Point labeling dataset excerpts
○ ○ ○

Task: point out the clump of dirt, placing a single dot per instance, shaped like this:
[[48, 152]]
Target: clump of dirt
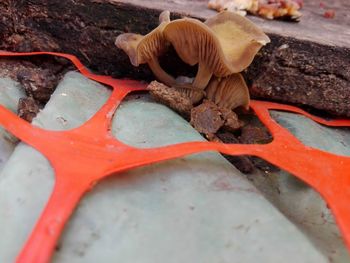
[[38, 83], [219, 125], [208, 118], [38, 76], [170, 97], [27, 108]]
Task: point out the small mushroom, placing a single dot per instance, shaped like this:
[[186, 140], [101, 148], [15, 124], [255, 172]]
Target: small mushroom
[[146, 49], [229, 92], [224, 44]]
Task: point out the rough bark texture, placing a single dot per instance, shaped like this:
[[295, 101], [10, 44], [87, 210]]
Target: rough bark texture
[[290, 69]]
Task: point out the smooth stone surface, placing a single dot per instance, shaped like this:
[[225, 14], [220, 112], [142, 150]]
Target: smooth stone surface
[[332, 139], [193, 209], [27, 178], [301, 204], [10, 93]]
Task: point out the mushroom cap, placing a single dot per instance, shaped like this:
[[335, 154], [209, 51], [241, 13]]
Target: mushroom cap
[[229, 92], [141, 49], [226, 43]]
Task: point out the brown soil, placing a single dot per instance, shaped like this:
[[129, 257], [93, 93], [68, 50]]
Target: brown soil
[[38, 76]]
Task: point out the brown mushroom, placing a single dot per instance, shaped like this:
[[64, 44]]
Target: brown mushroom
[[224, 44], [146, 49], [229, 92]]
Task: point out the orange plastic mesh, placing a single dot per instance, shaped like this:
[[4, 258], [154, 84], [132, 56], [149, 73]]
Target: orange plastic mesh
[[87, 159]]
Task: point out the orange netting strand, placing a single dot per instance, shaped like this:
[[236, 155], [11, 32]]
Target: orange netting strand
[[90, 153]]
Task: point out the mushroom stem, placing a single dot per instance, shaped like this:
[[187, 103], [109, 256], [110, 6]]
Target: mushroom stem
[[203, 76], [160, 74]]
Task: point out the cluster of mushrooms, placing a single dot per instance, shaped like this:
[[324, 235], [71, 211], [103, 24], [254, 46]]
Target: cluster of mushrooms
[[222, 46]]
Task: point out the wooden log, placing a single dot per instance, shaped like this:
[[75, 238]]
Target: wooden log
[[306, 63]]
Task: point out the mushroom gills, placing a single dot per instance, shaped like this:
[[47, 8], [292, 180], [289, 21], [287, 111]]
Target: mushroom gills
[[229, 92], [184, 85], [146, 49]]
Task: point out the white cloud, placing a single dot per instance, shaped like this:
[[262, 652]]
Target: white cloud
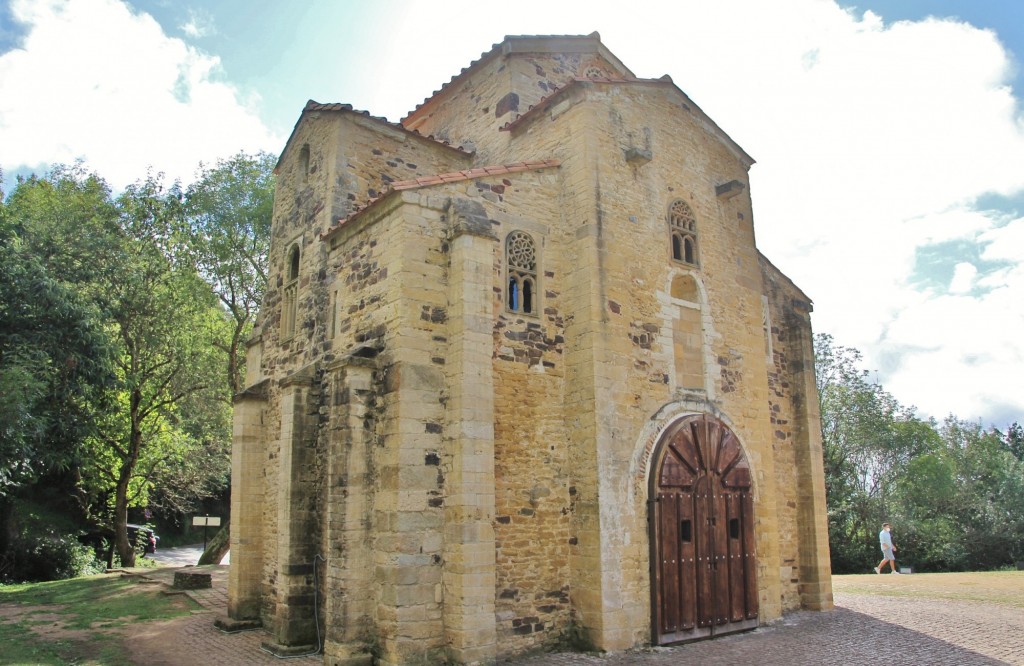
[[964, 277], [872, 139], [200, 24], [94, 81]]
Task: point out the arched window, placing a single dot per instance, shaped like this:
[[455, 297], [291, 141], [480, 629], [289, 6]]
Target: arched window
[[304, 163], [683, 227], [290, 298], [520, 259]]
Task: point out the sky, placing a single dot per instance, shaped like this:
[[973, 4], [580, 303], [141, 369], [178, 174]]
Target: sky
[[889, 134]]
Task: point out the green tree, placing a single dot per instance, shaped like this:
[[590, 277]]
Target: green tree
[[160, 426], [227, 230], [168, 328], [869, 443], [54, 354]]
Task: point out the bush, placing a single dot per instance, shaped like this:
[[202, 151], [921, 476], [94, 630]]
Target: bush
[[37, 557], [42, 543]]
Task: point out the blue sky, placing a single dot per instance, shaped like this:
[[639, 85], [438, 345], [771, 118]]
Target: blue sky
[[889, 134]]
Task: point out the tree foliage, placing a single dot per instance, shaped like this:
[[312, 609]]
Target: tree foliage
[[954, 493], [155, 424], [55, 358], [227, 236]]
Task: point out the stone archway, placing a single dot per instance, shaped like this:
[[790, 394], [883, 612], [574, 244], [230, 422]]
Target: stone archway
[[704, 565]]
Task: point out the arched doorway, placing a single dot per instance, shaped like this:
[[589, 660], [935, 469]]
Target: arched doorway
[[704, 565]]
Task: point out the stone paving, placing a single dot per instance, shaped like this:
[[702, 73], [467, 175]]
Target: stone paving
[[196, 640], [862, 629]]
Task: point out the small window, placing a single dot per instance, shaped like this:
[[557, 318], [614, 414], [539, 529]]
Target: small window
[[683, 229], [304, 163], [520, 259], [293, 263], [290, 297]]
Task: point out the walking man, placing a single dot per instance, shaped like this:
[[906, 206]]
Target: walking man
[[888, 549]]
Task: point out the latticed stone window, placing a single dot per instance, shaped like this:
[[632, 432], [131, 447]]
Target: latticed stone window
[[520, 258], [683, 227], [290, 299]]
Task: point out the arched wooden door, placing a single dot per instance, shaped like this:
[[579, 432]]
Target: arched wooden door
[[704, 566]]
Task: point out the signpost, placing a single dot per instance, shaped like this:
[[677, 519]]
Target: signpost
[[206, 522]]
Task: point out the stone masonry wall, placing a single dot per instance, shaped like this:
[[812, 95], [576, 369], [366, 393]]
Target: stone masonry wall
[[372, 442], [626, 266], [478, 105]]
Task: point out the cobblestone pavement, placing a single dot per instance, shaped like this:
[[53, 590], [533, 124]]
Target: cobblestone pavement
[[195, 639], [863, 629]]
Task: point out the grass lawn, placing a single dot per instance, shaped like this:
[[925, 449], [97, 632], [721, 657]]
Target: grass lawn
[[1003, 587], [79, 621]]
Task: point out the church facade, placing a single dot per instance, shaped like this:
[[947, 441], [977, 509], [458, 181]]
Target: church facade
[[521, 377]]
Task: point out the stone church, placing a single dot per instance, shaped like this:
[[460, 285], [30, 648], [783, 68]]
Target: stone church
[[521, 378]]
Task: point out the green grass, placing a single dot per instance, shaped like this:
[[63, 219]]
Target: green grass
[[1004, 587], [86, 612]]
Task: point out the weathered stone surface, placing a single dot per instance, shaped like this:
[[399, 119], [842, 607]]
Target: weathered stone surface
[[450, 468], [184, 580]]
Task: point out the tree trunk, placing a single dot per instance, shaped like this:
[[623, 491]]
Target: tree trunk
[[218, 546], [126, 549]]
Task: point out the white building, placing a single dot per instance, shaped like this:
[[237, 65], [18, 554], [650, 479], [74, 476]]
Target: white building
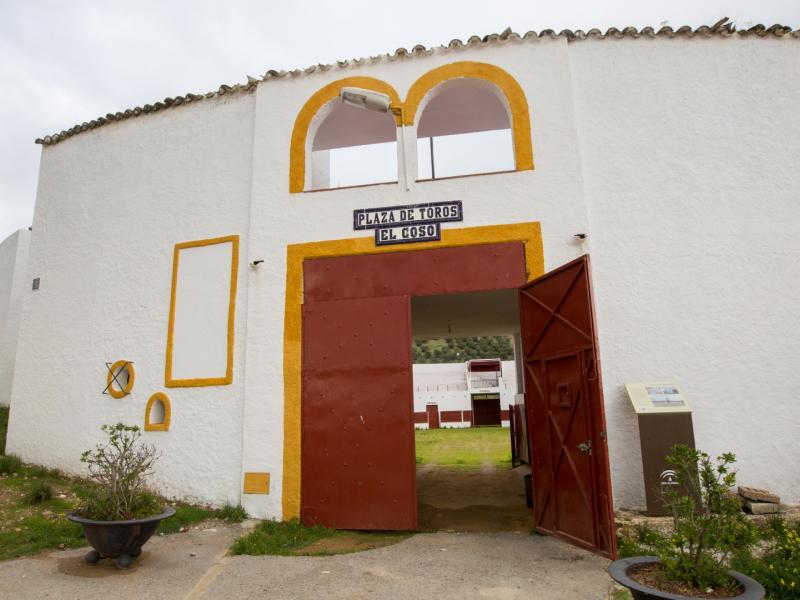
[[184, 237], [453, 394], [13, 283]]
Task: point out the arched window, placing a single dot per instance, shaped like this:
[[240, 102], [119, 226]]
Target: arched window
[[352, 147], [464, 128]]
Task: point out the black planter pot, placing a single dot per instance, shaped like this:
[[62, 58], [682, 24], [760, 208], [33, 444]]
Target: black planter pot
[[619, 570], [120, 540]]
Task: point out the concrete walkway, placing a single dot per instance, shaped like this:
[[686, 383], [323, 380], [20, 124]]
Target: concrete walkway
[[195, 565]]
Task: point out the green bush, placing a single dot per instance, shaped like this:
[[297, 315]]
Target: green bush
[[10, 464], [708, 524], [778, 567], [39, 492], [119, 468]]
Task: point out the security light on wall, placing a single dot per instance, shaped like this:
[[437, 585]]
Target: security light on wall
[[368, 99], [378, 102]]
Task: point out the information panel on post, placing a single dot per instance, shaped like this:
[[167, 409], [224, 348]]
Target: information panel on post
[[656, 397]]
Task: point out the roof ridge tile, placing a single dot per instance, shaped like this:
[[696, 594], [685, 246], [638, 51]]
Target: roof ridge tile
[[722, 28]]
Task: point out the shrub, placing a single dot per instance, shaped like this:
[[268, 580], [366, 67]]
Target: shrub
[[39, 492], [120, 467], [10, 464], [778, 568], [707, 519], [708, 525]]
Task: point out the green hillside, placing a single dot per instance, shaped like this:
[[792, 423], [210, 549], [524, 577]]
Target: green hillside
[[452, 350]]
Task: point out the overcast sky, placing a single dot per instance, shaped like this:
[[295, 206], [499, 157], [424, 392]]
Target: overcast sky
[[65, 62]]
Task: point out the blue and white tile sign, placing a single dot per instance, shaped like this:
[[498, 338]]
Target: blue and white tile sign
[[410, 223]]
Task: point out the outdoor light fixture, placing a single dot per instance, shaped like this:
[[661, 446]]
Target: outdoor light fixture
[[378, 102], [368, 99]]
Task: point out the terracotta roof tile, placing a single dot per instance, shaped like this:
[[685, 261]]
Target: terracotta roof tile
[[722, 28]]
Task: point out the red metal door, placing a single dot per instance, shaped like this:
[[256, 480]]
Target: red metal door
[[564, 409], [433, 416], [357, 462]]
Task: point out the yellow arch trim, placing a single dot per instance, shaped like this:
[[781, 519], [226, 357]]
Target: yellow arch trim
[[158, 397], [169, 381], [528, 233], [117, 366], [520, 118], [297, 151]]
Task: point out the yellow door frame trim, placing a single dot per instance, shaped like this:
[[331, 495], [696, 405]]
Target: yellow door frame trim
[[169, 381], [528, 233], [517, 103], [297, 150]]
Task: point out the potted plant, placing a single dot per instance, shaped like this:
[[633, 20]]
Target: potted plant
[[119, 514], [708, 525]]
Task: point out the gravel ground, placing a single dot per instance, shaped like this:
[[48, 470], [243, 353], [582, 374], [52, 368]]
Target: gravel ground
[[194, 565]]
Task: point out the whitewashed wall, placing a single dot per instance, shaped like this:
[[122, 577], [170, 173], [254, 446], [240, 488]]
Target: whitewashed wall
[[112, 203], [690, 156], [552, 194], [683, 150], [13, 282], [440, 383]]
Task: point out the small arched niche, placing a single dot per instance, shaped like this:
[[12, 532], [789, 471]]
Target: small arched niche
[[351, 146], [464, 128], [157, 413]]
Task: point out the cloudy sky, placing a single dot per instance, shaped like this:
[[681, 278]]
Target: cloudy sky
[[65, 62]]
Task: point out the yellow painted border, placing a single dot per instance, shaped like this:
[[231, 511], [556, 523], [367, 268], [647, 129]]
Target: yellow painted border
[[164, 399], [228, 378], [115, 393], [517, 103], [528, 233], [297, 151]]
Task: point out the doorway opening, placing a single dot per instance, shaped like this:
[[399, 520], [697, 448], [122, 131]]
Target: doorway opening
[[358, 467], [465, 384]]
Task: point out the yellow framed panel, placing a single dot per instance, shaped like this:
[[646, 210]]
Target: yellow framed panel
[[169, 380]]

○ ○ ○

> **Exercise goal**:
Rewrite the records from their start through the line containing "97], [27, 108]]", both included, replacing "clump of dirt" with "clod of earth" and keeping everything else the same. Leave the pictures out.

> **Finished answer**:
Task: point out the clod of earth, placing a single dot per instance, shaped like this:
[[48, 152]]
Target: clod of earth
[[38, 83], [219, 125], [208, 118], [38, 76], [170, 97], [27, 108]]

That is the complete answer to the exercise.